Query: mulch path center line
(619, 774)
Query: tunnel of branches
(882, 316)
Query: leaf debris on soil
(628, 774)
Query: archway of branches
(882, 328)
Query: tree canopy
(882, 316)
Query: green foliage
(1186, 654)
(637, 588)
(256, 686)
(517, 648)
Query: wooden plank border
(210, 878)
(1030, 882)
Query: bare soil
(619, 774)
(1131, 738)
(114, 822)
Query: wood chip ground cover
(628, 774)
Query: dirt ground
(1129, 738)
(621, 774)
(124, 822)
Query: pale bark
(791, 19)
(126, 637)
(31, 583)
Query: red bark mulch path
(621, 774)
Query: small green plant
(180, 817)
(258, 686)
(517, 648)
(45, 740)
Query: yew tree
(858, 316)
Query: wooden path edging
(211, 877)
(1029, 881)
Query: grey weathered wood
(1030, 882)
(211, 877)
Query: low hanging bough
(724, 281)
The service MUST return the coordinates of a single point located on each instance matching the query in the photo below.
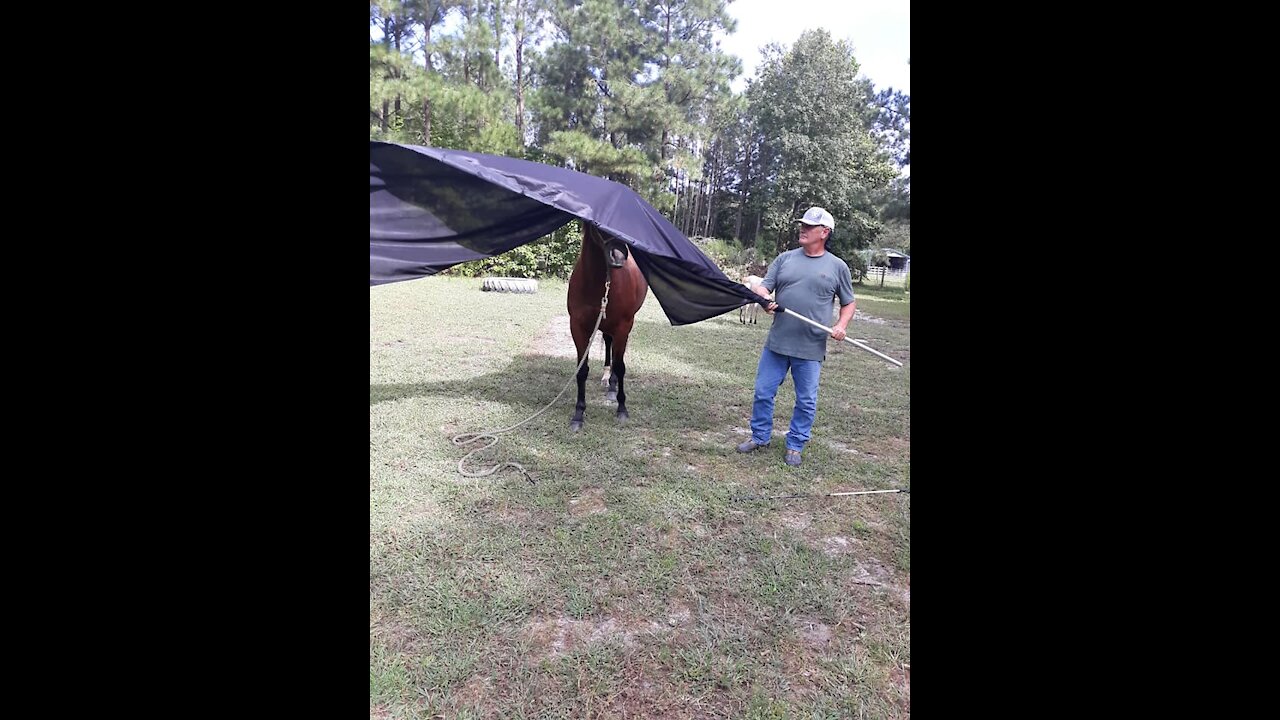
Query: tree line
(639, 91)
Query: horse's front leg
(576, 422)
(608, 365)
(620, 372)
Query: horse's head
(615, 253)
(615, 250)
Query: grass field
(629, 580)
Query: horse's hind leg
(608, 365)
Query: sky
(880, 32)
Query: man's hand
(760, 290)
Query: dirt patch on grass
(836, 545)
(589, 502)
(554, 340)
(553, 637)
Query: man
(805, 281)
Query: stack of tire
(525, 286)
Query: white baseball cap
(818, 217)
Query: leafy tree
(817, 146)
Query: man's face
(810, 235)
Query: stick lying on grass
(812, 495)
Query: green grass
(626, 579)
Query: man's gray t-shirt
(807, 286)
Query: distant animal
(746, 313)
(604, 258)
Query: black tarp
(430, 209)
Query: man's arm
(759, 290)
(846, 313)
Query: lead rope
(493, 434)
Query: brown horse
(604, 258)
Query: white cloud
(880, 32)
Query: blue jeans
(768, 376)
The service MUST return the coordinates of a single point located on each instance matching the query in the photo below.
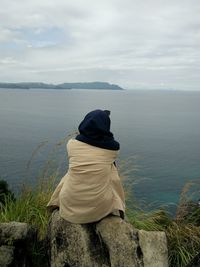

> **THE PROBLEM**
Pictures must be left out when the records are transcribed exactly.

> **YOUR SOLUTION**
Query: mulch path center line
(619, 774)
Query: tunnel of branches
(882, 316)
Query: leaf debris on soil
(628, 774)
Query: archway of branches
(882, 328)
Query: tree canopy
(882, 316)
Query: green foliage
(1186, 654)
(637, 588)
(256, 686)
(517, 648)
Query: wooden plank border
(210, 878)
(1030, 882)
Query: bare soil
(619, 774)
(1131, 738)
(114, 822)
Query: wood chip ground cover
(628, 774)
Query: dirt ground
(1129, 738)
(621, 774)
(124, 822)
Query: pale bark
(791, 19)
(126, 637)
(31, 583)
Query: red bark mulch path
(621, 774)
Query: small green plant
(180, 817)
(258, 686)
(517, 648)
(45, 740)
Query: yew tree
(858, 316)
Query: wooden path edging
(211, 877)
(1029, 881)
Query: grey weathered wood
(1030, 882)
(211, 877)
Query: low hanging bough
(724, 281)
The service MUST return the coordinates of a single point located on each instance matching the query in the photo below.
Query: tree line
(639, 91)
Query: horse's front leg
(576, 422)
(608, 365)
(620, 372)
Query: horse's head
(615, 253)
(615, 250)
Query: grass field
(629, 580)
Query: horse's hind leg
(608, 365)
Query: sky
(880, 32)
Query: man's hand
(760, 290)
Query: dirt patch on grass
(836, 545)
(589, 502)
(554, 340)
(553, 637)
Query: man
(805, 281)
Query: stack of tire
(525, 286)
Query: white baseball cap
(818, 217)
Query: leafy tree
(817, 146)
Query: man's face
(810, 235)
Query: stick lying on grass
(812, 495)
Query: green grass
(626, 579)
Query: man's gray t-shirt
(807, 286)
Query: distant animal
(746, 313)
(604, 258)
Query: black tarp
(430, 209)
Query: man's arm
(759, 290)
(846, 313)
Query: lead rope
(493, 434)
Query: brown horse
(604, 258)
Query: white cloud
(880, 32)
Query: blue jeans
(768, 376)
The service MUST return the coordinates of a single point located on each instance matching the query in the photo below.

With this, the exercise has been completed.